TASK BRIEF: Once you reach the line containing "Query: bokeh background" in the data below, restate each line word for word up to and including the one containing "like [[517, 760]].".

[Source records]
╔══

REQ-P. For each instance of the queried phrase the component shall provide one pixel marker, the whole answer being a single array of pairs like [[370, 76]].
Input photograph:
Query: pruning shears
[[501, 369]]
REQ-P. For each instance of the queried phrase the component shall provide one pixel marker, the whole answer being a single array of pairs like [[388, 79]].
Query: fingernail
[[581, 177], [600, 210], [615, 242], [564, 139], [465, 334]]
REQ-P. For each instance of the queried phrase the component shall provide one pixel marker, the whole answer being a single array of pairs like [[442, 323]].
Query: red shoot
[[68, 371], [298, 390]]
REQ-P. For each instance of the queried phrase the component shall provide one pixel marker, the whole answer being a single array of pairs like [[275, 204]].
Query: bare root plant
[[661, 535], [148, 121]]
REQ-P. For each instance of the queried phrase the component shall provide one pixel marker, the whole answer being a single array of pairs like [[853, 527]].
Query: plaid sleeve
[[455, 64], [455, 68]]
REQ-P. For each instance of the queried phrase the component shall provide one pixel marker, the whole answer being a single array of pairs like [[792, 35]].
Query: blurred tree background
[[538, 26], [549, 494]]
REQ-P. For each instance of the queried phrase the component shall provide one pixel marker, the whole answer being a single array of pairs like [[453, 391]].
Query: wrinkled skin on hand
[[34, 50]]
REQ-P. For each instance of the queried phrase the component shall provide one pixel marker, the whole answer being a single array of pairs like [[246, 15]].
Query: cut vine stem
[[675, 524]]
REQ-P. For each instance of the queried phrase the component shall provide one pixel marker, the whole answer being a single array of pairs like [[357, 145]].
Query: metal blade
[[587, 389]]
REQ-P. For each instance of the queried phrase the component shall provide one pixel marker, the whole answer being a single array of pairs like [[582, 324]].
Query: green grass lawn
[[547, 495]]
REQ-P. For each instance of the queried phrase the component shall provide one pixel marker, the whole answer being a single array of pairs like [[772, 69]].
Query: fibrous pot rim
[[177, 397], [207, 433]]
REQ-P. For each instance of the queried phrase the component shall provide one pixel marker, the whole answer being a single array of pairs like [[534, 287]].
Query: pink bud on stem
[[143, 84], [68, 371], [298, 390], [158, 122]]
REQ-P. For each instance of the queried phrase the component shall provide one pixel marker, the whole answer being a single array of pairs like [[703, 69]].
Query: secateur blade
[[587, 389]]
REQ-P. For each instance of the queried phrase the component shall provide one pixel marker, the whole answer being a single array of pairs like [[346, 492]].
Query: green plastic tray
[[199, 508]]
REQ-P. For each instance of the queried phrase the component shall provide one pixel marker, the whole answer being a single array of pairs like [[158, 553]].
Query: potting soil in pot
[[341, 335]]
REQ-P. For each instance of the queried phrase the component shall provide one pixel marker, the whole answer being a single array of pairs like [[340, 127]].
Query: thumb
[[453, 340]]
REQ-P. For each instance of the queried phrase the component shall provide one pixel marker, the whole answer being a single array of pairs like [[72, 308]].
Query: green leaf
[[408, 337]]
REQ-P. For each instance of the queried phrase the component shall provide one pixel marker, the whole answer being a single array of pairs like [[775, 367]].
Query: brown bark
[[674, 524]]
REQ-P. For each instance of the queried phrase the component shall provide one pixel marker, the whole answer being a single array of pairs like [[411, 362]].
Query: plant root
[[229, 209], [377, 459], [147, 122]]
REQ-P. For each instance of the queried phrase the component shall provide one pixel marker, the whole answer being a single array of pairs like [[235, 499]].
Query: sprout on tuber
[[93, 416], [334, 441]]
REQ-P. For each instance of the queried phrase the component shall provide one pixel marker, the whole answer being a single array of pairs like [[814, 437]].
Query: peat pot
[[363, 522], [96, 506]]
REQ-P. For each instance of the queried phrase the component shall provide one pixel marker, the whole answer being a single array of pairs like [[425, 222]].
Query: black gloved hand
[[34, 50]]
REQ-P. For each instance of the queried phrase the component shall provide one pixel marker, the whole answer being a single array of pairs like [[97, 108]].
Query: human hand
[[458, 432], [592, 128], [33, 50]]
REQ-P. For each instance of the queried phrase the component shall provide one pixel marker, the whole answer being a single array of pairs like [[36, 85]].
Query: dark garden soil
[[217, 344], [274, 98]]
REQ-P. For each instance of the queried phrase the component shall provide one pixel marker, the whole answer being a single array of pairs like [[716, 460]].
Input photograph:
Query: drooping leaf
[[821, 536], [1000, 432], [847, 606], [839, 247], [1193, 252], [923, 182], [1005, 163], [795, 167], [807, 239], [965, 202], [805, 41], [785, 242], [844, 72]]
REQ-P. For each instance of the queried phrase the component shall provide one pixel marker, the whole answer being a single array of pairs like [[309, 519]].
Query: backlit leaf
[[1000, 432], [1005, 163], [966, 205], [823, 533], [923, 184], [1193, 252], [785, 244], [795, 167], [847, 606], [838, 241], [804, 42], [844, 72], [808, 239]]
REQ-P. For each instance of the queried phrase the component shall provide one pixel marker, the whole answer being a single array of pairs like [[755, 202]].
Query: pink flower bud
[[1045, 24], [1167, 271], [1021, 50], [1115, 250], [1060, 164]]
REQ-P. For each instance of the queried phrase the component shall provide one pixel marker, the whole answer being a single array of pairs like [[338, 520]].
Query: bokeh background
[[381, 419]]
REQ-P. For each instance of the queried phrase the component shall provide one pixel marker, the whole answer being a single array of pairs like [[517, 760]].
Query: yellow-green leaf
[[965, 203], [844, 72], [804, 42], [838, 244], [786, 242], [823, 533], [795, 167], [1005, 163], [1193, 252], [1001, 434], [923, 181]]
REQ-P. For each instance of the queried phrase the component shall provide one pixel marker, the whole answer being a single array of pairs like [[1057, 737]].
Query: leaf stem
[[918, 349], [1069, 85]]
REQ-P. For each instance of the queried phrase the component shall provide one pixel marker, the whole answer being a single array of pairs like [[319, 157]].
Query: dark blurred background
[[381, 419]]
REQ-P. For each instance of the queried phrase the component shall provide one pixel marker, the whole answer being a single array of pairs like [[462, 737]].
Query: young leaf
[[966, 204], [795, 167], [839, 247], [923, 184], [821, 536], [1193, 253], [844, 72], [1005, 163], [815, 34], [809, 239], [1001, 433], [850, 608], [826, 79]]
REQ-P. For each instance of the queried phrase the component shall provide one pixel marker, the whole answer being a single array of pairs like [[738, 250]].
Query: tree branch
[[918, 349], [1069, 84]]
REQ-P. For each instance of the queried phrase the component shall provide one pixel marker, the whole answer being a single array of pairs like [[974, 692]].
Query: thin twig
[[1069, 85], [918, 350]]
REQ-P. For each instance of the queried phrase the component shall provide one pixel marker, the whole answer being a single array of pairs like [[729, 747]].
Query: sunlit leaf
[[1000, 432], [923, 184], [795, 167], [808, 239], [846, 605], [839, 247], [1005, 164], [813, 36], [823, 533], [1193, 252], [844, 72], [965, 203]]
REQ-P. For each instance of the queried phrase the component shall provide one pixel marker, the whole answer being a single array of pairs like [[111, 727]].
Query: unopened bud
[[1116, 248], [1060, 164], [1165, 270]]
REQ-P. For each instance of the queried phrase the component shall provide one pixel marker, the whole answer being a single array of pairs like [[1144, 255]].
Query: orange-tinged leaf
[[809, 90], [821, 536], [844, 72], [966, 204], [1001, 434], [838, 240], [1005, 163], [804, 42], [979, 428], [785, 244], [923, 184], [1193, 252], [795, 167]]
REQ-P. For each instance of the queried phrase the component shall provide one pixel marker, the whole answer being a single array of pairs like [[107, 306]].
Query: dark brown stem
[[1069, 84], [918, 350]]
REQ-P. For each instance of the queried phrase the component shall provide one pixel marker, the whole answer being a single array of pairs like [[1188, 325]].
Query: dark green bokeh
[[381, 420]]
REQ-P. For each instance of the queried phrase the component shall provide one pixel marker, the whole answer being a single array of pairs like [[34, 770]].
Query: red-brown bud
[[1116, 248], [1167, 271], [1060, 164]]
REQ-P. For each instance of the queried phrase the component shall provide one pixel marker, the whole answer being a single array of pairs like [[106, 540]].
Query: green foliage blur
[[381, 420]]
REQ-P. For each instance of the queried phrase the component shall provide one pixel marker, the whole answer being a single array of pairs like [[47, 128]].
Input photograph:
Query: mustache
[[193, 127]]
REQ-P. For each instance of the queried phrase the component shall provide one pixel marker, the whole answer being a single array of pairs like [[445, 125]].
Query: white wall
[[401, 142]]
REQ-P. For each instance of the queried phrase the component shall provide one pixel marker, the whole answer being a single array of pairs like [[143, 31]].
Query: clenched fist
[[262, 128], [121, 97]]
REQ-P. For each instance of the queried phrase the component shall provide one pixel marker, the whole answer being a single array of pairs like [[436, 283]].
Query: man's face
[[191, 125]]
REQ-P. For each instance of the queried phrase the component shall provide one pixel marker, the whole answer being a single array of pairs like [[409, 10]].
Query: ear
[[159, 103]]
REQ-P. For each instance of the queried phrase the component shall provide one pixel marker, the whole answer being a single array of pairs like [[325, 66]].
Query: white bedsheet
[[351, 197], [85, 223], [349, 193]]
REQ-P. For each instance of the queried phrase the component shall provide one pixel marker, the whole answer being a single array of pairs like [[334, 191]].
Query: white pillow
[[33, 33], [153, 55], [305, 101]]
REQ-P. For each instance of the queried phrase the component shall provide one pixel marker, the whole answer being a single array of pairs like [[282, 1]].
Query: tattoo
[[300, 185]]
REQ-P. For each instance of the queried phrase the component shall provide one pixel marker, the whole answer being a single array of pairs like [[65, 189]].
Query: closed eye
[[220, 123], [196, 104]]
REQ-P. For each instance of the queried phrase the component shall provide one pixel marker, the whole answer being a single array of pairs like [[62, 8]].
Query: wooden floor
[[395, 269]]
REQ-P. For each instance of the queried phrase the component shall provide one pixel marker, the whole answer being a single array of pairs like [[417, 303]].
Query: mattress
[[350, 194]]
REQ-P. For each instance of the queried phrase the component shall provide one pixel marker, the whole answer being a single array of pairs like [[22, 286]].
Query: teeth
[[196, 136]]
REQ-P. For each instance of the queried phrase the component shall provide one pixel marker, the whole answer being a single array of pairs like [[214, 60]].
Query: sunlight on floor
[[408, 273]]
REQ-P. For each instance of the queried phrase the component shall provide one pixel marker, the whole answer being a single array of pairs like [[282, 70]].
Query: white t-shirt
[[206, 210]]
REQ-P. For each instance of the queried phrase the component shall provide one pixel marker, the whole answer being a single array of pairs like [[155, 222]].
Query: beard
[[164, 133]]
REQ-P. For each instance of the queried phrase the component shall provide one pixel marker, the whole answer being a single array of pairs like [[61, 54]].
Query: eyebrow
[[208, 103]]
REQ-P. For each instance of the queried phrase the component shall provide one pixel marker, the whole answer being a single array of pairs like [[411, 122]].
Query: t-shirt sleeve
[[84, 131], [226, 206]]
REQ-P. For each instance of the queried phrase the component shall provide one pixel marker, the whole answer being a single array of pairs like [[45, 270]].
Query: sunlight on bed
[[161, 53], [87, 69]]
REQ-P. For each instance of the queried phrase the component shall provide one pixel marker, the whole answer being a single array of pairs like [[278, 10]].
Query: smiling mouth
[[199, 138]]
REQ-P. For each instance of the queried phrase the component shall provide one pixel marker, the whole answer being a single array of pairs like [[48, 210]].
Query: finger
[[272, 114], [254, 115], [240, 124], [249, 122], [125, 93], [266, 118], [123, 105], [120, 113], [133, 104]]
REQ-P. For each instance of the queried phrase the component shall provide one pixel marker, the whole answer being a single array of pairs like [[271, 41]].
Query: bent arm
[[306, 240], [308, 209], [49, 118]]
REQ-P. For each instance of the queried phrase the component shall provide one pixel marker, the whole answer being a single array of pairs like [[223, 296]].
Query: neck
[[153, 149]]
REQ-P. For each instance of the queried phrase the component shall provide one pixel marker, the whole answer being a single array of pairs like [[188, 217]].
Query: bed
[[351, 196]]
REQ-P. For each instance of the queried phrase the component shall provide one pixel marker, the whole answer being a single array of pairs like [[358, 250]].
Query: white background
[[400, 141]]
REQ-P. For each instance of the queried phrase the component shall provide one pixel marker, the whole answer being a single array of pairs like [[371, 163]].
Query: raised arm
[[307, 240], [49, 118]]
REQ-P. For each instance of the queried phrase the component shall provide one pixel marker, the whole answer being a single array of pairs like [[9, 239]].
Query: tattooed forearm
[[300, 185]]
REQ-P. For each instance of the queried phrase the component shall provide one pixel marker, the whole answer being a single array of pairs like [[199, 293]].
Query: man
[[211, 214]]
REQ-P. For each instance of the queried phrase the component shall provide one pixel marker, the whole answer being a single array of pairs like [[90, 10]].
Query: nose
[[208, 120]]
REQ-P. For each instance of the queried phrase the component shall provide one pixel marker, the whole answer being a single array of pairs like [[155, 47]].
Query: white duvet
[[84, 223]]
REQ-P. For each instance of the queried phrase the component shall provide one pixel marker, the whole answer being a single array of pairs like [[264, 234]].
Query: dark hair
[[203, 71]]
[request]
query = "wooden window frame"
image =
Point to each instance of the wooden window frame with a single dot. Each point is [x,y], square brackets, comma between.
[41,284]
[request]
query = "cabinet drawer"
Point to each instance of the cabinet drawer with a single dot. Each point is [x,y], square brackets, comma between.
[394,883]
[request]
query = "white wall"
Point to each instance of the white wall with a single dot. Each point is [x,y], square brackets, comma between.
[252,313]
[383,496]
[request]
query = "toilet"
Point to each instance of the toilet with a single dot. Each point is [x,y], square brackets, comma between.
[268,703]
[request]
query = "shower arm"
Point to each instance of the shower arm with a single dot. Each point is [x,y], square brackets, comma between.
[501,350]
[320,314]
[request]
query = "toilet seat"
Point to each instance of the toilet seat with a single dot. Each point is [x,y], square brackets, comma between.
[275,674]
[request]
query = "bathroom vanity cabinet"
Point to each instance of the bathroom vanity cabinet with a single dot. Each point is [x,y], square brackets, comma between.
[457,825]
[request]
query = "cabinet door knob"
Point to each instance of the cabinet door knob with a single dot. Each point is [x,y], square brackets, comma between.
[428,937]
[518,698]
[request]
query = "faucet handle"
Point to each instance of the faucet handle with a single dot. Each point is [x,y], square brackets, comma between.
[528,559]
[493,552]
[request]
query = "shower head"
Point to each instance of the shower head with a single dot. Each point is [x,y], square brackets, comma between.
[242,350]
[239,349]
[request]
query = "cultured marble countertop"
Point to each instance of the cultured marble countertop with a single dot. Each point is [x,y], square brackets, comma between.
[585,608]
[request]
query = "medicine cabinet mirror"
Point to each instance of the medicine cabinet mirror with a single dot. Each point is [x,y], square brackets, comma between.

╚══

ANSWER TO THIS PROBLEM:
Query: bokeh background
[[381, 419]]
REQ-P. For each instance of the queried phrase the component shall provide one pixel marker, the whole answer being a single array of pairs like [[517, 760]].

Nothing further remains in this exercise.